## Given exercise:
Rewrite the lines between the one holding "# Outline the region of every instance of the woman" and the one holding "POLYGON ((454 148, 448", inclusive, keeping the request lines as they are. Raise every vertex coordinate in the outlines by 110.
>> BEGIN Supplied material
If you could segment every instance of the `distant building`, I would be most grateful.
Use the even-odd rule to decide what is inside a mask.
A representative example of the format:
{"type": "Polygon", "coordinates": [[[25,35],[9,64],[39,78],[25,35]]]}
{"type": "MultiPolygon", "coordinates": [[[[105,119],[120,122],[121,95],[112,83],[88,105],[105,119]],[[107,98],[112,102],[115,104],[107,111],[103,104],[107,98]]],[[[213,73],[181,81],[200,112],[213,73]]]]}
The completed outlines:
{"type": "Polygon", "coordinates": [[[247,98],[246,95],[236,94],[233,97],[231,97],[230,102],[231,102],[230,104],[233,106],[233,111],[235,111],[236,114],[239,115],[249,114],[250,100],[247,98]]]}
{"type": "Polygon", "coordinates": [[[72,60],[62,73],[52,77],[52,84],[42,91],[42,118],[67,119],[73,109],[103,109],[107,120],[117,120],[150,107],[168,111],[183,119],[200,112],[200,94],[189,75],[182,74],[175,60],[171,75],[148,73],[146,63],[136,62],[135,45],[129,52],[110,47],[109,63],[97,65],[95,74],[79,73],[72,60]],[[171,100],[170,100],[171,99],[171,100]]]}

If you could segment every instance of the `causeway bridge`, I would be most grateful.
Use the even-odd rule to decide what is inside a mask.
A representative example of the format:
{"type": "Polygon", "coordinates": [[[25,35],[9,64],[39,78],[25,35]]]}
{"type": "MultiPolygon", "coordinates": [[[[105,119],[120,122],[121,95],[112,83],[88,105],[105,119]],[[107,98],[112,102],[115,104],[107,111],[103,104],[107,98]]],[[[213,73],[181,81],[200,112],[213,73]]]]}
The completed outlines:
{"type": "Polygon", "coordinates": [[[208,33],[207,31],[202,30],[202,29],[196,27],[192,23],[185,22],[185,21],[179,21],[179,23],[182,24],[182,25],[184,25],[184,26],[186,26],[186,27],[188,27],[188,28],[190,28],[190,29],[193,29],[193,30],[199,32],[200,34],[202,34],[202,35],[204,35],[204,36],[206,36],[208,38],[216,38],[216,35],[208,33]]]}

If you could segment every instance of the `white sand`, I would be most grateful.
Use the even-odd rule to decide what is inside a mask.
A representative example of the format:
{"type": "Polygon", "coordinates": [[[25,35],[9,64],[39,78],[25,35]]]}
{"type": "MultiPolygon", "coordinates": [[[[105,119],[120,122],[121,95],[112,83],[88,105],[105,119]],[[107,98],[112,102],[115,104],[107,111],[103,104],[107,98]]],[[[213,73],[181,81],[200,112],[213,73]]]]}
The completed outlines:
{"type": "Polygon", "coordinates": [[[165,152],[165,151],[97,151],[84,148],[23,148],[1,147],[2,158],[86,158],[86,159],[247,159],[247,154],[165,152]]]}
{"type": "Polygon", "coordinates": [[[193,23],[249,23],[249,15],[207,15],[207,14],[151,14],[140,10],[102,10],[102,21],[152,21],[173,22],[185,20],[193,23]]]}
>> END Supplied material
>> BEGIN Supplied material
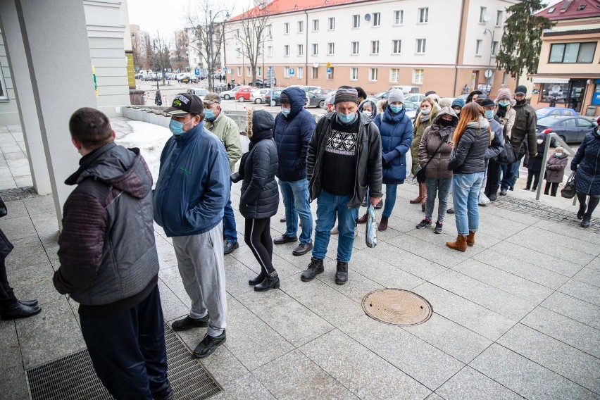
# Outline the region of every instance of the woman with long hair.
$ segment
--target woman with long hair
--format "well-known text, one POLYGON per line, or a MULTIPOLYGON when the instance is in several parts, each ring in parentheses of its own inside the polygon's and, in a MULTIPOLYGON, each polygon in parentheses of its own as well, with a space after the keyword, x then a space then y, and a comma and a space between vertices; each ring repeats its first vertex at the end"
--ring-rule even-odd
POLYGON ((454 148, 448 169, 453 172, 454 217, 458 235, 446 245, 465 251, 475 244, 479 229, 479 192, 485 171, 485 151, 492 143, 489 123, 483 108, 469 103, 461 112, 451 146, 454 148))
>> END Supplied material
>> BEGIN Supplied material
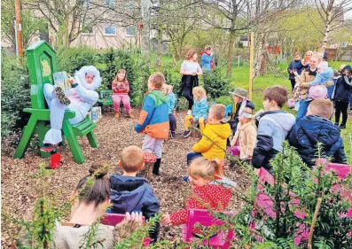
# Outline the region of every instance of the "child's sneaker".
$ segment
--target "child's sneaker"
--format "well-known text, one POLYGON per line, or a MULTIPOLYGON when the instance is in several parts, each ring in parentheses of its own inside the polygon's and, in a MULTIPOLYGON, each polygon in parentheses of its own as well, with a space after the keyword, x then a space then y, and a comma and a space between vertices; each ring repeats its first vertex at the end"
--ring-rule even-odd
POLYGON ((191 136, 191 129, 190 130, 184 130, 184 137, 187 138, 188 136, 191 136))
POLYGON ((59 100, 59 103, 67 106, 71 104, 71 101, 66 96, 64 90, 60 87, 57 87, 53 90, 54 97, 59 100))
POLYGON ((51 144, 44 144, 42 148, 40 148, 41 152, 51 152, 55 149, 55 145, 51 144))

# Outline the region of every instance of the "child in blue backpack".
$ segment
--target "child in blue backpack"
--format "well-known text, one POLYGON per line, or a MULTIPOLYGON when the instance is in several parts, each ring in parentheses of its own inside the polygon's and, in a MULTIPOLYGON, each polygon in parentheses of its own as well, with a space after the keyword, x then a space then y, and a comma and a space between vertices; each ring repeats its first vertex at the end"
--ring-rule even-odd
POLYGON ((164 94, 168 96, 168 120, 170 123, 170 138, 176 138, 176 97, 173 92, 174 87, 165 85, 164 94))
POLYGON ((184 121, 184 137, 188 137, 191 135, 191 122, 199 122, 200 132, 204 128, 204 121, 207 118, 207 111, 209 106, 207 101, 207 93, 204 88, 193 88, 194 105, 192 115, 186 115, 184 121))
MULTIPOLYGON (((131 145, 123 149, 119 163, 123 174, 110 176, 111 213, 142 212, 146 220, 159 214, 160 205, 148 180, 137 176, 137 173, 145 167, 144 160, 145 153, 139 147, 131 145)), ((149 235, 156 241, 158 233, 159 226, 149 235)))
>> END Supplied material
## Result for this exercise:
# Outline the region of every instance of the woman with long hair.
$ segment
--target woman with long hair
--format "well-known text, one POLYGON per line, or a MULTIPOLYGON when the instance is in several parts, each ring in parentheses of its own inside the polygon's and, in a MULTIPOLYGON, each polygon in parentheses of its own as well, with a space after the keyword, x then a space then y, and a comma and a space between vertices; each ring repeats its first vertex at the end"
--ring-rule even-odd
POLYGON ((564 258, 558 279, 563 282, 564 327, 568 345, 556 355, 575 361, 585 354, 589 339, 589 302, 595 281, 595 261, 602 253, 599 233, 593 218, 579 213, 571 222, 561 256, 564 258))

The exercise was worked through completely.